Un matin à Ravensbrück

La grandeur de l’Allemagne fédérale est d’honorer la mémoire de celles et ceux que le Ille Reich a jadis martyrisés, dans 44.000 camps, « sous-camps » et autres prisons spécialisées où ils ont été acheminés dans des wagons à bestiaux, les uns pour finir dans des chambres à gaz, les autres pour servir d’esclaves. En présence d’une dizaine de survivants, de grandes commémorations ont été organisées à Ravensbrück à Sachsenhausen pour le 80ème anniversaire de leur délivrance. Une occasion pour certains orateurs d’évoquer la guerre d’agression que la Russie livre à Ukraine et d’évoquer la menace que font peser les extrêmes comme l’AfD qui soutiennent le Kremlin, ou les anciens communistes de RDA. A Ravensbrück, camp de concentration pour les femmes, le témoignage d’Ingelore Prochnow, née dans le camp, la plupart du temps séparée de sa mère, déportée après avoir été dénoncée pour avoir eu des relations coupables avec un Polonais a été bouleversant. A sa naissance, elle a été nourrie et prise en main par des déportées, sa mère étant de corvée. En 1995, elle apprendra qui était son père après son enterrement en Pologne sans qu’il n’ait jamais pu la serrer dans ses bras. Un rendez-vous pour l’Histoire, sans doute le dernier pour les anciens déportés. NDLR

Source : Hedy Belhassine — Paris le 11 mai 2025 —

-
Dans cette foule, 9 survivants sont venus « témoigner » — Photo © E-S

En ce premier dimanche du mois de mai, à Ravensbrück où 133.000 femmes ont été parquées, humiliées, forcées, torturées, affamées, assassinées, gazées, incinérées… une foule s’est rassemblée pour les pleurer.

[DONNÉES À ANALYSER]
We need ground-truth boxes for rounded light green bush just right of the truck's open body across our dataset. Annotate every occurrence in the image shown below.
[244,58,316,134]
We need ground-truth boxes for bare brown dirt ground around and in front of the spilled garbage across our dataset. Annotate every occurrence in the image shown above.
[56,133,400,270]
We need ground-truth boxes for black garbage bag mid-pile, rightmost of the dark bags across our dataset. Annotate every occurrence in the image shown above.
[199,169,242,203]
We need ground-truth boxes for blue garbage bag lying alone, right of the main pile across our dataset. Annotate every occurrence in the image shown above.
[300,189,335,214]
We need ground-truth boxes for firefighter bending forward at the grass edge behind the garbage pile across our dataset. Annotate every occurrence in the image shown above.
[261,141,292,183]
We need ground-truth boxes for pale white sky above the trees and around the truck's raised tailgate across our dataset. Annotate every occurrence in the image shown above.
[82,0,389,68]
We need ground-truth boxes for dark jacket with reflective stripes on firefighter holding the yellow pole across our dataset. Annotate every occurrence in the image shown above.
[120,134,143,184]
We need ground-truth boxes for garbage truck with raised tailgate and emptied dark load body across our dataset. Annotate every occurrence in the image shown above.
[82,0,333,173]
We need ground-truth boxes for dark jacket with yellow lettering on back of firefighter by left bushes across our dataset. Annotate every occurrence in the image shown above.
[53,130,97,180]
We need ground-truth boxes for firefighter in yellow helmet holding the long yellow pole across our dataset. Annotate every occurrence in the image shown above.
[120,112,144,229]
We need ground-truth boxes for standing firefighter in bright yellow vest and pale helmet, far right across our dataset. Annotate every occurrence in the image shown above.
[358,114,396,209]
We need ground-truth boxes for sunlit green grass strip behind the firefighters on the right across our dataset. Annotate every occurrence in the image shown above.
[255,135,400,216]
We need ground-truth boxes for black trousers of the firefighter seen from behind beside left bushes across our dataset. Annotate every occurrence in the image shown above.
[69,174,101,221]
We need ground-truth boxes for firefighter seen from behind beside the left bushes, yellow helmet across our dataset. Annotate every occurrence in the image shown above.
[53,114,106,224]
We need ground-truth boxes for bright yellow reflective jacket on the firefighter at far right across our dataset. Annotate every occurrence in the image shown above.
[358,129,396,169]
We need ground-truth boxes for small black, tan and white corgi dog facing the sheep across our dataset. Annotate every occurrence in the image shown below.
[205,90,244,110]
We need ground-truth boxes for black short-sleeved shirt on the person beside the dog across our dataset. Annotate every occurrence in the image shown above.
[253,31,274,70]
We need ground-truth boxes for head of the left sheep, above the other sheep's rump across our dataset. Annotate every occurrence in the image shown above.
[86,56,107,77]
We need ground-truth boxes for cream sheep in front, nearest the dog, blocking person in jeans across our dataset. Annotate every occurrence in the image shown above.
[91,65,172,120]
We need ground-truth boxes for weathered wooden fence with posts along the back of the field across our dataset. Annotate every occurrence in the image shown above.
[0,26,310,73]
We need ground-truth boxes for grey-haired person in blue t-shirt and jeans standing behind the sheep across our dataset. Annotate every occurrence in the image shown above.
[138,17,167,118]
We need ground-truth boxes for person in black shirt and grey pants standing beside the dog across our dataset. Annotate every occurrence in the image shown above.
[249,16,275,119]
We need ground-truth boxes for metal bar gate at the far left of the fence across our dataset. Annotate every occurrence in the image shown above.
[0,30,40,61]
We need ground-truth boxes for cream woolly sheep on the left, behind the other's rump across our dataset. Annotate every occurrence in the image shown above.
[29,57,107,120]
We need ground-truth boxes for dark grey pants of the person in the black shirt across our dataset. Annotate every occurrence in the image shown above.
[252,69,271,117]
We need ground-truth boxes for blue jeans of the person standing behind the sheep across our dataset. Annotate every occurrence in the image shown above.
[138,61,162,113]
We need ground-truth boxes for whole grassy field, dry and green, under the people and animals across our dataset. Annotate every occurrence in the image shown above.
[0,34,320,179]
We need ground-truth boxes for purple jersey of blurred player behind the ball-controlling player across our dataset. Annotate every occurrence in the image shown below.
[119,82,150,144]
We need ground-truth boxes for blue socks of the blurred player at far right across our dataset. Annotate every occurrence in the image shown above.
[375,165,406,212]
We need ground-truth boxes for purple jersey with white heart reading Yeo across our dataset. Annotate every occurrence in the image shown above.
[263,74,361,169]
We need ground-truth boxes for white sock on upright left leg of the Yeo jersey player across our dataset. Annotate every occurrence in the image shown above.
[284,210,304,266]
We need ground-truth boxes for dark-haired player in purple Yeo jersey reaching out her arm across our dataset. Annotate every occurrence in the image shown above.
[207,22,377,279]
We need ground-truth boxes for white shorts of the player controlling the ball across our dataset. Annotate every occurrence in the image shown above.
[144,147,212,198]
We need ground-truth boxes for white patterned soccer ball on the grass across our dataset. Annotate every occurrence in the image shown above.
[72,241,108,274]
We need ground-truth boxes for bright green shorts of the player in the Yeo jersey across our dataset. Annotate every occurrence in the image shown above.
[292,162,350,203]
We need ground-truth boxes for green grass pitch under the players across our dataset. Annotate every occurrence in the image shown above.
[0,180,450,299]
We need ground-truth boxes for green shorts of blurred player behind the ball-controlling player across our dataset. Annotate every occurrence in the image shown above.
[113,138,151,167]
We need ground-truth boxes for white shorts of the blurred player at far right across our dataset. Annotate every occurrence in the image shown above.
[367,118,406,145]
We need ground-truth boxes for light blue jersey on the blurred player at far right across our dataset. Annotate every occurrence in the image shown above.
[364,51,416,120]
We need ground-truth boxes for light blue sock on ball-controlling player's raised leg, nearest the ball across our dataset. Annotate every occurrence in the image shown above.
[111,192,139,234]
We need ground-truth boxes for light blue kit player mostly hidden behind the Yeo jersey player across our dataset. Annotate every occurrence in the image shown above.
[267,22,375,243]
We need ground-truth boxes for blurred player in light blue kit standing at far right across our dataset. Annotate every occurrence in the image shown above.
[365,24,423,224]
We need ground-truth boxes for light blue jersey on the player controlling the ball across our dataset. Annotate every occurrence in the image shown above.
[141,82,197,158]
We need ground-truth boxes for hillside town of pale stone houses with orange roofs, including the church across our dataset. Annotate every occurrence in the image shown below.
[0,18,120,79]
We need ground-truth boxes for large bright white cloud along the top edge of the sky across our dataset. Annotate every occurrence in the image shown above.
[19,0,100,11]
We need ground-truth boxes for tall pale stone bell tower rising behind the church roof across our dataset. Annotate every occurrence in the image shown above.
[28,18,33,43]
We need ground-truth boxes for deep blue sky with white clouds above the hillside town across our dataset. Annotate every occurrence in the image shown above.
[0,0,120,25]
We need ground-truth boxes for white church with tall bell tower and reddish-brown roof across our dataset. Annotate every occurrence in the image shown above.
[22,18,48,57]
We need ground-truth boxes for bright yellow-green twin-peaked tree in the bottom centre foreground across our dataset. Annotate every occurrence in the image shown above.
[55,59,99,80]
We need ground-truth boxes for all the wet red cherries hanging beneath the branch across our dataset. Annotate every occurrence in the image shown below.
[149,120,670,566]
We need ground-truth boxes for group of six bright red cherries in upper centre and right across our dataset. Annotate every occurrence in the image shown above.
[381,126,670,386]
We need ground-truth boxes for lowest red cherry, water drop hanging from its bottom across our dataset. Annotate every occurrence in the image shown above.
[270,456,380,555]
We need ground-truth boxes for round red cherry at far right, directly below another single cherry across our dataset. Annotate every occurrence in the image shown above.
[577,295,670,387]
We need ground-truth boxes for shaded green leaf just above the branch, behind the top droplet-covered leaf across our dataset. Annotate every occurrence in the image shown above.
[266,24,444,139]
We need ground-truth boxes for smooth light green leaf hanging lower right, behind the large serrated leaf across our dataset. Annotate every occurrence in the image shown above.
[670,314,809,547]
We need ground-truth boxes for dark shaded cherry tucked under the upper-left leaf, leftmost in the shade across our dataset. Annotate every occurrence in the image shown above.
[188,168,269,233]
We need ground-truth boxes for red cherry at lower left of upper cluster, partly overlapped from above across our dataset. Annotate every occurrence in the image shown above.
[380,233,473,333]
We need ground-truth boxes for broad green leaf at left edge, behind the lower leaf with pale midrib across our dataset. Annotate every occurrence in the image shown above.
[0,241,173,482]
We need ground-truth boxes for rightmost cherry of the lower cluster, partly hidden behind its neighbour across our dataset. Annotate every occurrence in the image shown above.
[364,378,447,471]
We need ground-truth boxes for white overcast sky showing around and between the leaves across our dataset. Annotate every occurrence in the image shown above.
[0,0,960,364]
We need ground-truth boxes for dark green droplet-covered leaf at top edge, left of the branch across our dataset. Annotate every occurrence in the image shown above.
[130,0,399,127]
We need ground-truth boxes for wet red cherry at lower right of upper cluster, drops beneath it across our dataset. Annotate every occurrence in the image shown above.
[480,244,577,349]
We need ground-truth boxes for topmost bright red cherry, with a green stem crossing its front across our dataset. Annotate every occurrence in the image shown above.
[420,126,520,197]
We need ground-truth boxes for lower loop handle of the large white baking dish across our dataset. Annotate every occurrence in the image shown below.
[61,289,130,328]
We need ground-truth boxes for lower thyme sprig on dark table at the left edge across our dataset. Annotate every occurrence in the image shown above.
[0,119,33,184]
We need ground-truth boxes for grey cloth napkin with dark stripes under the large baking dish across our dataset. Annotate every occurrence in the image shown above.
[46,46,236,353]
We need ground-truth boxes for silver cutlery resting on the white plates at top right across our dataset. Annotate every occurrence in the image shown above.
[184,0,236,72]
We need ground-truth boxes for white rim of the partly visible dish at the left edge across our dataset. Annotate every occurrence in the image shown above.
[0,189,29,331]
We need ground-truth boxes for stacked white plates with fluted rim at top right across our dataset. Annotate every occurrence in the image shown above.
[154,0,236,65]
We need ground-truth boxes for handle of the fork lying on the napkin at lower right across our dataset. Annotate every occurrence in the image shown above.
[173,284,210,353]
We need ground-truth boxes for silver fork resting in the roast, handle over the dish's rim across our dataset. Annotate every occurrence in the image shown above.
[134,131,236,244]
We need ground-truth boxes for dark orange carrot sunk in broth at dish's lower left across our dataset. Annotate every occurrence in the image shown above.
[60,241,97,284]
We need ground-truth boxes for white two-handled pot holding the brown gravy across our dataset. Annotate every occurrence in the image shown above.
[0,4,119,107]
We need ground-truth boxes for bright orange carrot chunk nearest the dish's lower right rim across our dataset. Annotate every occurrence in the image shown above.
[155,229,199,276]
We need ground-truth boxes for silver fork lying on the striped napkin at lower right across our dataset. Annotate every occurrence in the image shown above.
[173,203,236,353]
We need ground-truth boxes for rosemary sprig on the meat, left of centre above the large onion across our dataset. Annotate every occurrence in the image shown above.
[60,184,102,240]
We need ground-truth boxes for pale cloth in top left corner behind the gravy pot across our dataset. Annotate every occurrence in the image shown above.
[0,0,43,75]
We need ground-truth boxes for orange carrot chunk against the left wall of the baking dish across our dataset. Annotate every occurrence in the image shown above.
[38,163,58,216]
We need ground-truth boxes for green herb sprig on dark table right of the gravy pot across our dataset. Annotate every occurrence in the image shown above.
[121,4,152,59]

[CONSIGNE] Selon l'article sur Ravensbrück, pour quelle raison des déportées ont-elles nourri et pris en main Ingelore Prochnow à sa naissance ? Expliquez-le en une ou deux phrases, s'il vous plaît.

[RÉPONSE] Sa mère était de corvée. Ce sont donc des déportées qui l'ont nourrie et prise en main à sa naissance.